=== CONSIGNA 1 ===
Según el texto sobre Hotel Room, ¿con quién codirige Cesc Gay la película?
=== CONSIGNA 2 ===
Prosigue el texto sobre Hotel Room a partir de su última oración.

=== TEXTO DE LECTURA ===
Los directores consiguieron el dinero para filmar por puro azar.

Por Horacio Bernades

Una pareja de recién casados con un corto futuro por delante. Un viejo mago checoslovaco y una joven prostituta, que bien podría ser su hija. Un meteorólogo con veleidades de drag queen. Un fotógrafo que registra en imágenes su propio triángulo pasional. Un técnico de mantenimiento y su cuñado gay. Un vendedor de seguros para suicidas. Una mucama. Y, sobre todo, un gato negro, responsable quizás de que, en ese cuarto 426 de un hotelucho del Harlem latino, todas las historias terminen mal. O tal vez sea el azar. O quizás Cesc Gay, el catalán que firma el guión de Hotel Room y la codirige junto con el argentino Daniel Gimelberg (ambos debutantes), estaba pasando entonces por una fase dark.

[Entradas del conjunto de datos]
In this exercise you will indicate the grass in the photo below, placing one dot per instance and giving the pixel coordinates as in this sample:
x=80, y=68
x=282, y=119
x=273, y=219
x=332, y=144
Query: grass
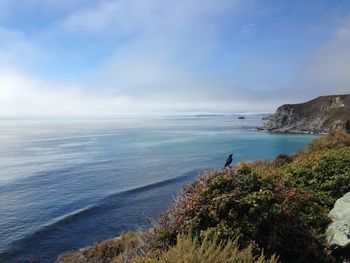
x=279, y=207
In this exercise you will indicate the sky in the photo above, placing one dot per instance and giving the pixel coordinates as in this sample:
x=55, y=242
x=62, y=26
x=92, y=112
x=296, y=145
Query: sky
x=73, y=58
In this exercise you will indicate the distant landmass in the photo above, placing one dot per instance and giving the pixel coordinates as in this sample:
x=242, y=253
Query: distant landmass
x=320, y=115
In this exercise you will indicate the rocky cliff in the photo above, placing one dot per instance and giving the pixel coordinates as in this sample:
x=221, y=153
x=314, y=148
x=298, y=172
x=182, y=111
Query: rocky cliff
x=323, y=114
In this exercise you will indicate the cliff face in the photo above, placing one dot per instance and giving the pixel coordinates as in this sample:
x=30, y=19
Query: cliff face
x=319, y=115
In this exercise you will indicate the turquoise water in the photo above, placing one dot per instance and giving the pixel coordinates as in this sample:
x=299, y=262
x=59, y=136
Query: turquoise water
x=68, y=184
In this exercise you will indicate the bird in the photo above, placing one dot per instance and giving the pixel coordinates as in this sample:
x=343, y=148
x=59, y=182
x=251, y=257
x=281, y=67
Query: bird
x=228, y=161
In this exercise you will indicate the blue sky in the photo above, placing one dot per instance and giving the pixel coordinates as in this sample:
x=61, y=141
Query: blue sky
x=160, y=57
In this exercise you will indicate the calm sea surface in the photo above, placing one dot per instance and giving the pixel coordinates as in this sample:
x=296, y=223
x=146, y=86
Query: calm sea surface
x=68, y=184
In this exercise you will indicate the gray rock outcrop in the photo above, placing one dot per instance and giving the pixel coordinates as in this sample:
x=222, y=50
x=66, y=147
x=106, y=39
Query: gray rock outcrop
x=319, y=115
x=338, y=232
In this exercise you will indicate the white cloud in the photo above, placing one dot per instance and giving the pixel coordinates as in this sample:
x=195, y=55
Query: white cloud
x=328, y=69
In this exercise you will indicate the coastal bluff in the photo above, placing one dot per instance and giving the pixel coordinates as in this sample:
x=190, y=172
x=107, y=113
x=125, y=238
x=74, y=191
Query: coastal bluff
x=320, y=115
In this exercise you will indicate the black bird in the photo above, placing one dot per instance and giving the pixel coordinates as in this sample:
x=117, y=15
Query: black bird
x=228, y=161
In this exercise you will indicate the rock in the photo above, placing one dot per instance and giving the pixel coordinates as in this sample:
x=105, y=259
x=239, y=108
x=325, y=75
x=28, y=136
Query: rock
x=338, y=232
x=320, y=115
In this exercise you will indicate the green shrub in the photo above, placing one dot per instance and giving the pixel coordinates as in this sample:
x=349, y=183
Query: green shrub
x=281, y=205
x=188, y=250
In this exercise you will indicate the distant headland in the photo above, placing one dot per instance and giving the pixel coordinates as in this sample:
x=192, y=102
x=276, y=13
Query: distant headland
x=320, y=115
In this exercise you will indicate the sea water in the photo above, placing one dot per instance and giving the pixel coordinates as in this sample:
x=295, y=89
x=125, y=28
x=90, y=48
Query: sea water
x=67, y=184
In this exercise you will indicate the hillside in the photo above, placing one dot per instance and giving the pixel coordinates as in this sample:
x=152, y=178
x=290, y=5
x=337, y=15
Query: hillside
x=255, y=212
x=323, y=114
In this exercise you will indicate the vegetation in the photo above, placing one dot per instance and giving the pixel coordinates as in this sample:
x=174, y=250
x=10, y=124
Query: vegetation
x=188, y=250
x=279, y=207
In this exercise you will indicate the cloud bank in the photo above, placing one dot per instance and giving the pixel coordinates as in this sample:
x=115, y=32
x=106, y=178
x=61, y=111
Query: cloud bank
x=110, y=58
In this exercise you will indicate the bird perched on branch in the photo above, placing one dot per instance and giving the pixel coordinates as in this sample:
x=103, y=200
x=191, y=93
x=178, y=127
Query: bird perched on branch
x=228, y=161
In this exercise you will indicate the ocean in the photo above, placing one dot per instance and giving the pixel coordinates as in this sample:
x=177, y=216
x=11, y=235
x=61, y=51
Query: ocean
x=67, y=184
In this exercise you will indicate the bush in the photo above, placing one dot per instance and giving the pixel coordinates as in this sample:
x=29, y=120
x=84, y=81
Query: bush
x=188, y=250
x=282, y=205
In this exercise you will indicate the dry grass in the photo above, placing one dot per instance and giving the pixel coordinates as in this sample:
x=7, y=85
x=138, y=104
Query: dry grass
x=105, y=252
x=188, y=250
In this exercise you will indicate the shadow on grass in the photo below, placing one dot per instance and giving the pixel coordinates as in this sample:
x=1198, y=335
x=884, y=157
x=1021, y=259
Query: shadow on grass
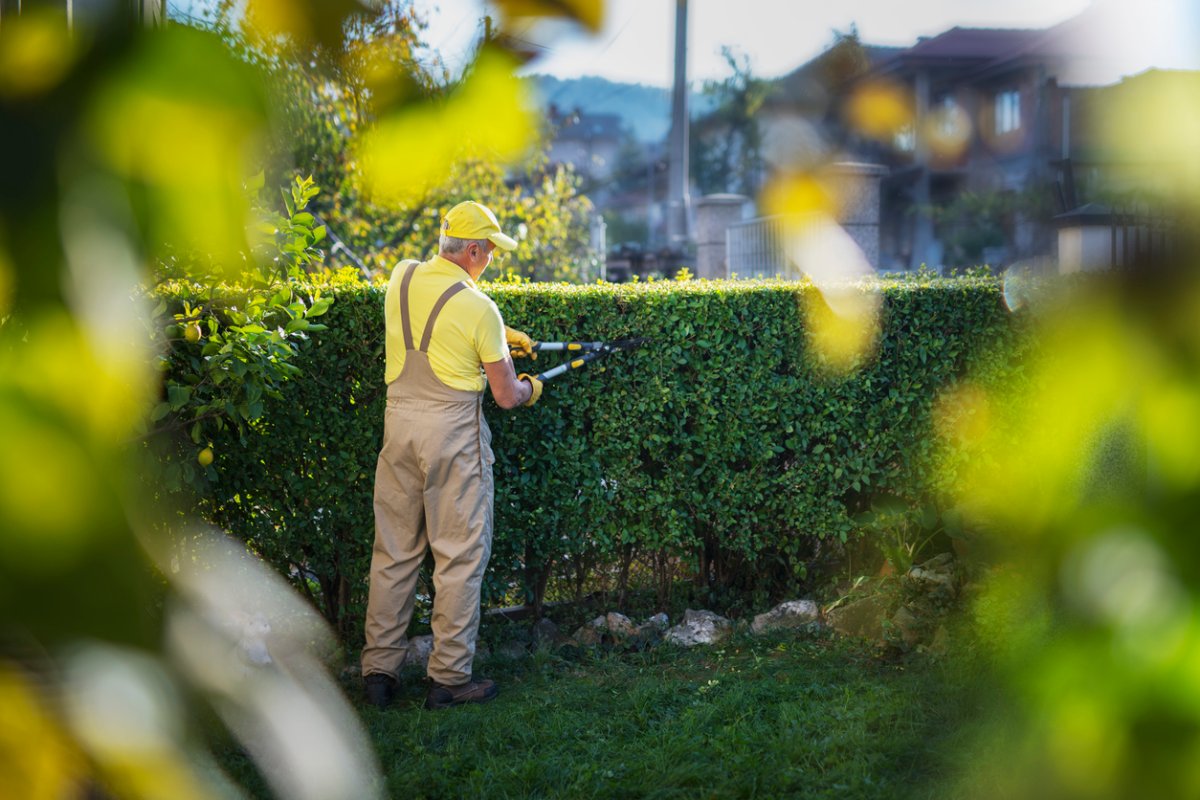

=== ESPACIO DE RESPUESTA 1 ===
Con el argentino Daniel Gimelberg.

=== ESPACIO DE RESPUESTA 2 ===
Hotel Room es una película pequeña y curiosa. Como contó Daniel Gimelberg (36 años) a Página/12, fue el azar el que le permitió conocer a su colega Gay durante una estada en Nueva York. Arquitecto de profesión, Gimelberg se ganaba la vida haciendo trabajos de carpintería cuando se cruzó con el catalán, allá por 1993. Un llamado desde Buenos Aires les hizo saber que contaban con el dinero de una indemnización, en pago por una tragedia familiar. Veinticinco mil dólares y el living de la casa donde por entonces vivía Gimelberg, sumados al aporte de algunos actores del off Broadway y un par de vecinos del barrio, les permitieron filmar, en inglés, 16 mm y blanco y negro, Hotel Room, una película embebida de las peculiares circunstancias de su producción.
Si una muerte y el azar permitieron que Gay y Gimelberg pusieran a rodar la cámara, esos son también los ejes que estructuran la trama, organizada a la manera de un film en episodios. Pero con una particularidad: todas las historias que transcurren en esa única habitación (limitaciones de producción convertidas en espacio dramático) no tienen lugar en momentos sucesivos sino en una especie de tiempo virtual. En efecto, el modo en que se encadenen las circunstancias es lo que hace que a ese cuarto vayan a parar unos u otros pasajeros, determinando el curso de las distintas historias posibles. En lugar de optar por una u otra, Gay y Gimelberg eligieron contar todas esas historias, como quien gira un prisma y transcribe todas sus figuras.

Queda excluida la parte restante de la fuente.